- _RECORDS TO PROCESS_:
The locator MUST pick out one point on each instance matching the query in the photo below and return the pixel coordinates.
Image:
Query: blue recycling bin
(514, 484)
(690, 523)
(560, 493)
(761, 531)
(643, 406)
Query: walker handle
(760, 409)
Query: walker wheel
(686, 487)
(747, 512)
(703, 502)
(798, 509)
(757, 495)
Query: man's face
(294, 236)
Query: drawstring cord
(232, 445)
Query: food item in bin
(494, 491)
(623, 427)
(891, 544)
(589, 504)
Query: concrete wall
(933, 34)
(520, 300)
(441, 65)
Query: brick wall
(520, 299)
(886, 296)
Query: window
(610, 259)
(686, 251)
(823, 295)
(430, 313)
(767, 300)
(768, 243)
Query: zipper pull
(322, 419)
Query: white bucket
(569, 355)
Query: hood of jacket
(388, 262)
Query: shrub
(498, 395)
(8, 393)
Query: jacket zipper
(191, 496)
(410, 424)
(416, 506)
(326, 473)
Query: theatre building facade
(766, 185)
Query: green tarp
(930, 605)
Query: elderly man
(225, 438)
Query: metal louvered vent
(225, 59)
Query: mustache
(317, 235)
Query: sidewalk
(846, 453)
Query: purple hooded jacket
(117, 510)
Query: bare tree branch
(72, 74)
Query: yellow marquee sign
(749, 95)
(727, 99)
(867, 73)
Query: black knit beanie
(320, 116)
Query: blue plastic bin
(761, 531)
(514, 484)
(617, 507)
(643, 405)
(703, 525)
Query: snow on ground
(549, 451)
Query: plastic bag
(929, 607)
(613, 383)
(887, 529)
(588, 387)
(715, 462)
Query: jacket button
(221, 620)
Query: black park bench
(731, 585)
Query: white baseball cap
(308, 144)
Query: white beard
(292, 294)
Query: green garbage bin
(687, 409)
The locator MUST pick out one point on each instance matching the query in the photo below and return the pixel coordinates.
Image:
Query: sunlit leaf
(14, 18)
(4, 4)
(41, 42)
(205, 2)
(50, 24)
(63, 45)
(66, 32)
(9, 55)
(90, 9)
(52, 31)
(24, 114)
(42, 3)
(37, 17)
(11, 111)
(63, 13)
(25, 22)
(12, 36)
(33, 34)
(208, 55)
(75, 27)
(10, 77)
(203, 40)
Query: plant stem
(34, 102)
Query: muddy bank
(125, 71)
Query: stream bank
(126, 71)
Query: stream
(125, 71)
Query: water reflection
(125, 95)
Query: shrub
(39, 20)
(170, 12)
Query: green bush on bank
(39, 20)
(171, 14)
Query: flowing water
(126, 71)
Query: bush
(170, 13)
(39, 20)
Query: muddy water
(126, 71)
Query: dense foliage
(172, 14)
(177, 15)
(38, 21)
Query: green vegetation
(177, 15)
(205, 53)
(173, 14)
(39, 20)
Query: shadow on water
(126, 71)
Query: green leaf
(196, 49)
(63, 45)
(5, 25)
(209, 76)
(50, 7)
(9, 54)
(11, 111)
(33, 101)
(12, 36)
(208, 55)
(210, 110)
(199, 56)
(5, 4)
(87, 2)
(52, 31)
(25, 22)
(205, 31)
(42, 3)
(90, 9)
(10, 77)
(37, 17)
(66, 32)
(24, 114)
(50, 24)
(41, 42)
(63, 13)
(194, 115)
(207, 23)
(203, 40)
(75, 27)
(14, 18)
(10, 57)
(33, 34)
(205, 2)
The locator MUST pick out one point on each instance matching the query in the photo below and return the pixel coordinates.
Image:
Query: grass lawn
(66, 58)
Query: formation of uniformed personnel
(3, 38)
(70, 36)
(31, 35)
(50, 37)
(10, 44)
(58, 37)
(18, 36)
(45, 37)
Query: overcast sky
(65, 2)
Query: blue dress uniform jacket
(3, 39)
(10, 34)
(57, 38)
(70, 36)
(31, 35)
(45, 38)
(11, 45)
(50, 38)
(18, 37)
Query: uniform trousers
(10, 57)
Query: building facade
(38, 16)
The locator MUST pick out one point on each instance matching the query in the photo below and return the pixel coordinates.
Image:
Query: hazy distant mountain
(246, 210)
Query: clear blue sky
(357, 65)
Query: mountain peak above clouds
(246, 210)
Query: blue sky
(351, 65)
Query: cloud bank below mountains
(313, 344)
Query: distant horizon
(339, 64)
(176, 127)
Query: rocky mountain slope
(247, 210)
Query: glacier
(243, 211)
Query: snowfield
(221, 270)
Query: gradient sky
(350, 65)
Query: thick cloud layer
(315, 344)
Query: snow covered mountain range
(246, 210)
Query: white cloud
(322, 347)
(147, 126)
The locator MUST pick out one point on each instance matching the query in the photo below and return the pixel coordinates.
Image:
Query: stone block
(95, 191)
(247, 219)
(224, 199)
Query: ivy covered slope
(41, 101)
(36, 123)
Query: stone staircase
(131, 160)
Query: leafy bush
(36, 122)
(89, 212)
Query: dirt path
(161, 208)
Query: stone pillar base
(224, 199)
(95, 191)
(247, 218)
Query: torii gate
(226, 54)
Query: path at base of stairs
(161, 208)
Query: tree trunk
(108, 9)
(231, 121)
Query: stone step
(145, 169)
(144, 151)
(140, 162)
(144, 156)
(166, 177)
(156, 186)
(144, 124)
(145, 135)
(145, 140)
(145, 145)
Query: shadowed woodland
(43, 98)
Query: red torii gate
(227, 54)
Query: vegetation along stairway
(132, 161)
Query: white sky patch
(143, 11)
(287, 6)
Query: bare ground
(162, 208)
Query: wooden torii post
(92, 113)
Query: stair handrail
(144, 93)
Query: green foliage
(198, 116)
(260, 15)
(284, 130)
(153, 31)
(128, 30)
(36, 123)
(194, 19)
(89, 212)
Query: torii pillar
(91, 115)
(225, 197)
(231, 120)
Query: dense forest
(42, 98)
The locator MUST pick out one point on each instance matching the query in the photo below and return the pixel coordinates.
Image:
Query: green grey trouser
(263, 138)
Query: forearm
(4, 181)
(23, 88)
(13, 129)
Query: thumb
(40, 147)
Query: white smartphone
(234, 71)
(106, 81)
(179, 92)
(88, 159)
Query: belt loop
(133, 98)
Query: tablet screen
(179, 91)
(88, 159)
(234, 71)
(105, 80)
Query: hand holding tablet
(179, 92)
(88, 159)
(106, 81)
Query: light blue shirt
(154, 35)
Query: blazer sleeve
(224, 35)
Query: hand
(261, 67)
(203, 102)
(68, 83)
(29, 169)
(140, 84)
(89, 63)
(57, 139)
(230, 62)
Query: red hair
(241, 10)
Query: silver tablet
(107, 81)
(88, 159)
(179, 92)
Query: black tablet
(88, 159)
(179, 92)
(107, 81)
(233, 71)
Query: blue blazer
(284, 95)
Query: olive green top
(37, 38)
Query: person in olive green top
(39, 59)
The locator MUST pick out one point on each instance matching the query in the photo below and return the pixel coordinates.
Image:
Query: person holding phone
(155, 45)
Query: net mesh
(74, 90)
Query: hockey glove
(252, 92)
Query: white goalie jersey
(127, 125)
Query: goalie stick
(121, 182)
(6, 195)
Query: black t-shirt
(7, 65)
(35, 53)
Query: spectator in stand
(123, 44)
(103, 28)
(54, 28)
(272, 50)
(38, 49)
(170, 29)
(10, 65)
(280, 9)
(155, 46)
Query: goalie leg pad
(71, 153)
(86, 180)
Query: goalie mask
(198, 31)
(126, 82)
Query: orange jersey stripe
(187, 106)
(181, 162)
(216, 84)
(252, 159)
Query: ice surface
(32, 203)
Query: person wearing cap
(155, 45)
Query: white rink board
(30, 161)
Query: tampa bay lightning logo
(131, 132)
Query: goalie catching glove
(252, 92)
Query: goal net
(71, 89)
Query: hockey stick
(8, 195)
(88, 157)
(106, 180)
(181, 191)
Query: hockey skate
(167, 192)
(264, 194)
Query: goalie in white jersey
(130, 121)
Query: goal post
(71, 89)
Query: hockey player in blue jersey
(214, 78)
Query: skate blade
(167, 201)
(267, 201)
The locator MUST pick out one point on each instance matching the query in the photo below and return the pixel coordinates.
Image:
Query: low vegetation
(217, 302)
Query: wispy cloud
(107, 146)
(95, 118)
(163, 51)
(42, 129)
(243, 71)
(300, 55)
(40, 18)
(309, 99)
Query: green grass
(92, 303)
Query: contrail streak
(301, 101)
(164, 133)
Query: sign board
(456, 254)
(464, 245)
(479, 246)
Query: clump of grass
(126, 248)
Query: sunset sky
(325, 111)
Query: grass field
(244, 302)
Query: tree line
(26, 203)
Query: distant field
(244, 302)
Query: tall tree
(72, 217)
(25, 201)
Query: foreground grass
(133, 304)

- _TASK TO CARRY OUT_:
Each line from the one containing "Query: grass field" through the final line of the listing above should be returned exactly; return nothing else.

- _RESPONSE TO THIS TASK_:
Query: grass field
(244, 302)
Query: tree line
(26, 203)
Query: distant field
(244, 302)
Query: tall tree
(72, 217)
(25, 201)
Query: foreground grass
(133, 304)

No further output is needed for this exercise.